Aim of the task —
Starting at the line that contains "Would you be able to indicate the rocky" and ending at the line that contains "column 80, row 235", change each "pin" to "marker" and leave everything else untouched. Reproduce only those lines.

Available data —
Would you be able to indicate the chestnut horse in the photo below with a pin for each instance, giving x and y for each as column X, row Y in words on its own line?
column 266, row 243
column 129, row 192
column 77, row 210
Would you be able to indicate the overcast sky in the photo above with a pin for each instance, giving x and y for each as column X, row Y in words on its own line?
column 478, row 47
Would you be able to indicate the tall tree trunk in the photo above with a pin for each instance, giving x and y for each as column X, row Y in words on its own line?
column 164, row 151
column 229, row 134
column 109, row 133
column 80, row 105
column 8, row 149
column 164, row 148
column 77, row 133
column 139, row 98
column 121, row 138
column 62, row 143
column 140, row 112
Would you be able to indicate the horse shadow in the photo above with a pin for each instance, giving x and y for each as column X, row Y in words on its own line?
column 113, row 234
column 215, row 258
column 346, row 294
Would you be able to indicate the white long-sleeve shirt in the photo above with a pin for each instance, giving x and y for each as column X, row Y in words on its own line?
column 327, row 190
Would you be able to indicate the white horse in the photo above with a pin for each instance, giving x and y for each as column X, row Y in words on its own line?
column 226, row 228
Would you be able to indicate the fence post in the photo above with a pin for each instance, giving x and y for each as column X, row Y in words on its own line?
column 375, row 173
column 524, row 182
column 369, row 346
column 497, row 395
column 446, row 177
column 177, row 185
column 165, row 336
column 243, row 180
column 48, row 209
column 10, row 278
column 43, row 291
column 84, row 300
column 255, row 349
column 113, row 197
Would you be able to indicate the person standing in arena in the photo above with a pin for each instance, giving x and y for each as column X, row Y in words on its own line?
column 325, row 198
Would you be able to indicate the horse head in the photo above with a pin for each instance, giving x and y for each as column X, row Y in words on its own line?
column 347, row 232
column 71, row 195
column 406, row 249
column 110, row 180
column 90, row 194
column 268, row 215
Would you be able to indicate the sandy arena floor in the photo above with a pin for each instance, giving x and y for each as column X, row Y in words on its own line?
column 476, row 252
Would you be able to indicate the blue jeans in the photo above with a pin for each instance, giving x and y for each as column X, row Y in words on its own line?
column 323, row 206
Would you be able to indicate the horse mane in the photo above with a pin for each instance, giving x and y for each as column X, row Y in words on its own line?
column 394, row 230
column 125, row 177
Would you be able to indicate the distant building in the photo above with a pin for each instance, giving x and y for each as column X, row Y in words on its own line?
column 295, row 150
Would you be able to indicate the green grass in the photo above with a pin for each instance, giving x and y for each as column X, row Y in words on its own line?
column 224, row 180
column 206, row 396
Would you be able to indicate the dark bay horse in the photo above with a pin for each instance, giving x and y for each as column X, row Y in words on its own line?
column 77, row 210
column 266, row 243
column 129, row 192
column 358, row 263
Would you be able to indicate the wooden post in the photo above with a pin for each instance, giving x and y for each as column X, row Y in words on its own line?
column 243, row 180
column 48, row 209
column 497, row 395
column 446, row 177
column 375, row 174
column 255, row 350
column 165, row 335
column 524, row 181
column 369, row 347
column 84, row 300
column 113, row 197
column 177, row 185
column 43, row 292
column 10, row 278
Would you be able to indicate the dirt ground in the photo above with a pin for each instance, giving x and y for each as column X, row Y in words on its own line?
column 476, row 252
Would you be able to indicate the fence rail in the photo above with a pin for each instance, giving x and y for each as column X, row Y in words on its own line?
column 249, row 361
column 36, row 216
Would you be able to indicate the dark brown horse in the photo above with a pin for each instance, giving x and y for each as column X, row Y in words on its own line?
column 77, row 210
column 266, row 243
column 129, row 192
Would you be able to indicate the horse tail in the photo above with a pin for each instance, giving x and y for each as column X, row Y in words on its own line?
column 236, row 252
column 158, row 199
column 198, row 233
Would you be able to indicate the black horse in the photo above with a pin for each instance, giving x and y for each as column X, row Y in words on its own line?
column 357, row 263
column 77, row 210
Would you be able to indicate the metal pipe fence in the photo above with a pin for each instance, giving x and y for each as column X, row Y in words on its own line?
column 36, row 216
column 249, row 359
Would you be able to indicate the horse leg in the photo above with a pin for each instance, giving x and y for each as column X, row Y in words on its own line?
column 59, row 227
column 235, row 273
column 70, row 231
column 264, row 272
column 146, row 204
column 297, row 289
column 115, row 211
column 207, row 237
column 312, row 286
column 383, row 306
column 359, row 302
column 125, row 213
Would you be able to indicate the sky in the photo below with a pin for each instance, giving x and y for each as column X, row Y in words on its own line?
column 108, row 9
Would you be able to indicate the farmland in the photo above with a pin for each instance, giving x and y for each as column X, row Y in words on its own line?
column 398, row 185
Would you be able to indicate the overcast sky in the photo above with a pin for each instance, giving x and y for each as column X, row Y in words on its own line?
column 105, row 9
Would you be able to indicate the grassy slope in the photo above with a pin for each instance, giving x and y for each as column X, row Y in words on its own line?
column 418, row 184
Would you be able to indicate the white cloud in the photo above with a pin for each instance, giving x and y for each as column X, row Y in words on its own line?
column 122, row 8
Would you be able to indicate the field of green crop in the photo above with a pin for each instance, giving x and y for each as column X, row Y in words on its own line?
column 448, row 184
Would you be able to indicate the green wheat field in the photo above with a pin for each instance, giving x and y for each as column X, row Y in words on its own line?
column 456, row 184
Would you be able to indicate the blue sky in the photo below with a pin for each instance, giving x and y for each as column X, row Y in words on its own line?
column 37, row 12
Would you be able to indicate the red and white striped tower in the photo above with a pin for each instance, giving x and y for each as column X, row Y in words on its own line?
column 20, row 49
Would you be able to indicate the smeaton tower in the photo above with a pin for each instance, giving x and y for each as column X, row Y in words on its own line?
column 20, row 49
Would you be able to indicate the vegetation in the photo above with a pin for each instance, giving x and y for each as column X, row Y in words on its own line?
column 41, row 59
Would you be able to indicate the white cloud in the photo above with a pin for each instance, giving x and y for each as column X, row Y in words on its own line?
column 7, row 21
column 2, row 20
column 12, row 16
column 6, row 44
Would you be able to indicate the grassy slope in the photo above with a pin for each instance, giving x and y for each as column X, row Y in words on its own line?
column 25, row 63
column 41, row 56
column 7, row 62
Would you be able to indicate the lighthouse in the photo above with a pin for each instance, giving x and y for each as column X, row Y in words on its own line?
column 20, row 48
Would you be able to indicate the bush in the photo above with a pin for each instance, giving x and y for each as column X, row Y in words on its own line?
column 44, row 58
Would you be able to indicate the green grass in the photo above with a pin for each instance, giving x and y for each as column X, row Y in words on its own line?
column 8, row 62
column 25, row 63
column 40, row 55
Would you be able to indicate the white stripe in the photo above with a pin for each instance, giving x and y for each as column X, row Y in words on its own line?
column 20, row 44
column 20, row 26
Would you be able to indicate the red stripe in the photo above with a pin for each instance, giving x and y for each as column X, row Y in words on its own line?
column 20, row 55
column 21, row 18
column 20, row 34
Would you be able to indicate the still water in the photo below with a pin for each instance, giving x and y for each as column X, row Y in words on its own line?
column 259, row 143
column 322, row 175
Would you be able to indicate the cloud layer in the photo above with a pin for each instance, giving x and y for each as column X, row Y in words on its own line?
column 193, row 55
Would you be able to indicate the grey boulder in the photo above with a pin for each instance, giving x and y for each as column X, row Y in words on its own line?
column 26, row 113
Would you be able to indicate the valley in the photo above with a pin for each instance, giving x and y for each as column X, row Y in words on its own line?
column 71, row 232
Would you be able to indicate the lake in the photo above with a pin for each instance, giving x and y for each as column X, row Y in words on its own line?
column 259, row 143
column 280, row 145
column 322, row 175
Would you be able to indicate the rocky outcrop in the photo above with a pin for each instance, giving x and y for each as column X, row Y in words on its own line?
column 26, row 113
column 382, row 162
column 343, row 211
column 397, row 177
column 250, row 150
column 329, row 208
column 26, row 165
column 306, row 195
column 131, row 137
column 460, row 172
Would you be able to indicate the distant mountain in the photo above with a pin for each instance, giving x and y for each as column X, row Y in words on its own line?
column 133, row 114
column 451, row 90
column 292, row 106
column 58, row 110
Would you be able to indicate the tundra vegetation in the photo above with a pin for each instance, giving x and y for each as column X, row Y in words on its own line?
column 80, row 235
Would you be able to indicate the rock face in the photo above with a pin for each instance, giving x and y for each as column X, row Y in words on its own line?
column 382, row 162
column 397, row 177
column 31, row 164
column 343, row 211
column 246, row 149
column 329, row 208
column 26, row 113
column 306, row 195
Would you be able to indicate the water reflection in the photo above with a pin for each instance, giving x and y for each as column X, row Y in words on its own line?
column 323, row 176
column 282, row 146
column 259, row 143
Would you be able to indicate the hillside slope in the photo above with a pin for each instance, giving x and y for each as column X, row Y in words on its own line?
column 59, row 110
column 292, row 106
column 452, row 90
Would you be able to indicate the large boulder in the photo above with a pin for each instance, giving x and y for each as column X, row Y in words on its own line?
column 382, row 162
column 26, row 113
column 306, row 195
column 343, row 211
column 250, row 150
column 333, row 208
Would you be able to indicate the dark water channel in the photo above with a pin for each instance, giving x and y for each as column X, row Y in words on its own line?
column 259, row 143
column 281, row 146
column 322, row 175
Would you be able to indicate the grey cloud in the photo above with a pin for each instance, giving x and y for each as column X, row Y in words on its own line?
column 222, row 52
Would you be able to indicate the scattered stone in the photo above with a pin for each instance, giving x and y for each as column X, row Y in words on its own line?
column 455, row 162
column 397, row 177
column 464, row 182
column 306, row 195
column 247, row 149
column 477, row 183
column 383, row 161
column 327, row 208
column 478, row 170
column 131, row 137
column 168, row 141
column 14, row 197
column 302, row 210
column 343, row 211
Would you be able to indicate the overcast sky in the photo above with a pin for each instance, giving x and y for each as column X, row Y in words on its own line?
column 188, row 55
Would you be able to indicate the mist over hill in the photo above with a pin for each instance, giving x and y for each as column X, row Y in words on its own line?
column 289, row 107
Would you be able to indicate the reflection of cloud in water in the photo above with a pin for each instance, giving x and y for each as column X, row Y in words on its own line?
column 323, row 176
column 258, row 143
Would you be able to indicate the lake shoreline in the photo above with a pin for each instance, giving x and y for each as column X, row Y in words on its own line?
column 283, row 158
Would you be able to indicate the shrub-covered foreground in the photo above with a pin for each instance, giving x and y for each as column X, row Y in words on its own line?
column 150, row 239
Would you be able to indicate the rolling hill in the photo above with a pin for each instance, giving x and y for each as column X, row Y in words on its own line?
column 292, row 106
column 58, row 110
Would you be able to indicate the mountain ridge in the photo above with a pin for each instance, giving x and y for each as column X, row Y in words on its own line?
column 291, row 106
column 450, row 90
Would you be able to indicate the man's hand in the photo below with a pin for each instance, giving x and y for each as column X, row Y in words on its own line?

Solution to this exercise —
Would you be able to indicate the rocky outcrop in the photo above with a marker for each instance, giving x and y for each as column X, row Y in words on its own line?
column 26, row 113
column 382, row 162
column 343, row 211
column 397, row 177
column 250, row 150
column 329, row 208
column 26, row 165
column 306, row 195
column 131, row 137
column 460, row 172
Would you be able to indicate the distant mountain in the photo above with a marker for each instance, giving x and y for each as column X, row Y in words on its own line?
column 133, row 114
column 451, row 90
column 292, row 106
column 58, row 110
Would you be able to indicate the tundra vegetation in the photo above with a marker for each instance, giving x and y for each as column X, row Y in words on its own line?
column 80, row 235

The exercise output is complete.